#### [Extracted text]
************
= Fred (baboon) =

Chacma baboon

Fred eating inside a car

Fred (died 25 March 2011) was a chacma baboon from Cape Town, South Africa. He came to international attention as the leader of a baboon "gang" which developed a reputation for raiding homes and cars, as well as attacking local residents and tourists. This led to Fred being labelled as aggressive by authorities. Fred was captured in early 2011, and killed soon afterwards.

Fred was pursued by news photographers and local police for about three years. During one attack in 2010, the baboon was reported to have caused injuries to three people while searching for food in Cape Town. Two of the wounded required medical attention after the attack. When baboon monitors were mobilised to disrupt Fred's activities, the baboon initiated a violent campaign against them as well. Human negligence and "misguided efforts" were blamed for Fred's "demise" – "Because people want to love, laugh at and be entertained by baboons, they start a cycle of events that can lead to tragedy, as in the case of this baboon", the city said, adding "He targets cars with bags and visible food, but it is his ability to open closed car doors that surprised everyone".

The decision to have him euthanised was not taken lightly and not without extensive discussions between all the parties involved. This baboon's aggression had recently escalated to the point where the safety of tourists, motorists, and other travellers along the road past Smitswinkel Bay was being threatened. – statement released by Cape Town's Baboon Operational Group.

Although the majority of local residents supported the decision to kill Fred, a few of them made attempts to spare his life. Documentary filmmaker Joss Lean filmed Fred's capture before following the vehicle in which he was imprisoned amid efforts to have him released. The baboon conservation organization, Baboon Matters in nearby Kommetjie, also made several attempts to intercede on Fred's behalf.

Fred was featured regularly in the British television series Baboons with Bill Bailey. Following Fred's euthanization, the graphic dissection of Fred's body was shown on an episode of Inside Nature's Giants. X-rays revealed numerous shotgun pellets throughout Fred's body, and many more were found during the dissection.
************
#### [Source data]
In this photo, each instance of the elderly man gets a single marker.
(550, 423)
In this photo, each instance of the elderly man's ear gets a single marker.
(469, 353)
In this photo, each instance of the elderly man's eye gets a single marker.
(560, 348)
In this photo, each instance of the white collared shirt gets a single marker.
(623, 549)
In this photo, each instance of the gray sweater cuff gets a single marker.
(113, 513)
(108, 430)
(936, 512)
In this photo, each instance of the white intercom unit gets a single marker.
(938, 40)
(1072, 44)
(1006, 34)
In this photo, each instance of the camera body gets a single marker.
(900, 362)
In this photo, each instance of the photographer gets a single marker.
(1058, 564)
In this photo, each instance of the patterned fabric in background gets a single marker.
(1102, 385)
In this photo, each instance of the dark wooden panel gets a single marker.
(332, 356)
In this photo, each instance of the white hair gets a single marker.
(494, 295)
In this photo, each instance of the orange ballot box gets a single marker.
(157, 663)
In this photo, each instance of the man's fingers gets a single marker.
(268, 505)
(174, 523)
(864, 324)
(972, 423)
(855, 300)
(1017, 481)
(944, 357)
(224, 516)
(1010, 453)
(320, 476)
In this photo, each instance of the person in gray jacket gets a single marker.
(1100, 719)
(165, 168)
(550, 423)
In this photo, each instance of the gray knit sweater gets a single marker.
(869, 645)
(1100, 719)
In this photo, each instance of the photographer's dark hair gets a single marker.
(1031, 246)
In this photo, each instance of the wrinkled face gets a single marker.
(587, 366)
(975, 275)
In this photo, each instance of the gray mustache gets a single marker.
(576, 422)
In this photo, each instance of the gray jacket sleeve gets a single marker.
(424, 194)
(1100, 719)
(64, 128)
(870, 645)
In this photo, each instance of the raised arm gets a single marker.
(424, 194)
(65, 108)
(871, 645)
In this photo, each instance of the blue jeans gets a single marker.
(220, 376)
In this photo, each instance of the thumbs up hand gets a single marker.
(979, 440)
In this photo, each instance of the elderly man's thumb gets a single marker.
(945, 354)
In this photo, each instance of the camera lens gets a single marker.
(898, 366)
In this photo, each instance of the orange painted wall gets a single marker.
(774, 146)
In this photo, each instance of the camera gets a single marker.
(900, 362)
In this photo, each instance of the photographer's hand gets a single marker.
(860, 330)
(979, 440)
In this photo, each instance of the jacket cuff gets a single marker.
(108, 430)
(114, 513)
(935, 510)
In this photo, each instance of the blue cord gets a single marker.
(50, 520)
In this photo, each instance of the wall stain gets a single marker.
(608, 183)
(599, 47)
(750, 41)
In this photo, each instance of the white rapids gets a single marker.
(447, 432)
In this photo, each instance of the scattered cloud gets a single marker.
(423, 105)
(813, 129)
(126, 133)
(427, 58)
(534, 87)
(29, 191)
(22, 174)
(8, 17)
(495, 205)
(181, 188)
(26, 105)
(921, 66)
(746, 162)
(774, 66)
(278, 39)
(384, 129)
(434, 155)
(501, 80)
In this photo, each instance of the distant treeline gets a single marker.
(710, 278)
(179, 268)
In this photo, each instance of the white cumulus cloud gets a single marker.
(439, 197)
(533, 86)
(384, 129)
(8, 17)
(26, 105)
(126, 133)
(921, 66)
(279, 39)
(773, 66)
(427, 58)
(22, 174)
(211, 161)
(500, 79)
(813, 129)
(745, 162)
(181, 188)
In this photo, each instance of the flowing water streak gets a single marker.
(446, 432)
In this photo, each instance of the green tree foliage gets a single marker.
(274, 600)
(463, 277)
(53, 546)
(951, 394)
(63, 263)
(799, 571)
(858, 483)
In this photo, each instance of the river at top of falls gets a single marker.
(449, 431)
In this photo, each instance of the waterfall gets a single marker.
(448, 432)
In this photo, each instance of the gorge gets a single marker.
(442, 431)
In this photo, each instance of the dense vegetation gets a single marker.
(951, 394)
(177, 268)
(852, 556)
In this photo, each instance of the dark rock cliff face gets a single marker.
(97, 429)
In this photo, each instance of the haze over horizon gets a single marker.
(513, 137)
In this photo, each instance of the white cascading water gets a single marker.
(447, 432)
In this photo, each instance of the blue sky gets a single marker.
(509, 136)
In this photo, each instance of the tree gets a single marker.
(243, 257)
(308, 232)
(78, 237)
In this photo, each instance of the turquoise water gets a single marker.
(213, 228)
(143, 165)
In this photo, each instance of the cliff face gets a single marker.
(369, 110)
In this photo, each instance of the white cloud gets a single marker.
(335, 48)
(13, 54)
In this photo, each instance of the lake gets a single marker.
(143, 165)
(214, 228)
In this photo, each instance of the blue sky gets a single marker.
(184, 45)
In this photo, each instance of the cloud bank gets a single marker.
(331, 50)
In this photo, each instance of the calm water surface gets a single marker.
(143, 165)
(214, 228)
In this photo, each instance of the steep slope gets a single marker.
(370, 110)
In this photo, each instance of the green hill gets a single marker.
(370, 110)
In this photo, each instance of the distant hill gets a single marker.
************
#### [Explore the material]
a. Reproduce the passage of the Fred the baboon article from "The decision to have" to "Baboon Operational Group.".
b. According to the article on Fred the baboon, what did X-rays reveal throughout Fred's body?

#### [Results]
a.
The decision to have him euthanised was not taken lightly and not without extensive discussions between all the parties involved. This baboon's aggression had recently escalated to the point where the safety of tourists, motorists, and other travellers along the road past Smitswinkel Bay was being threatened. – statement released by Cape Town's Baboon Operational Group.

b. Numerous shotgun pellets.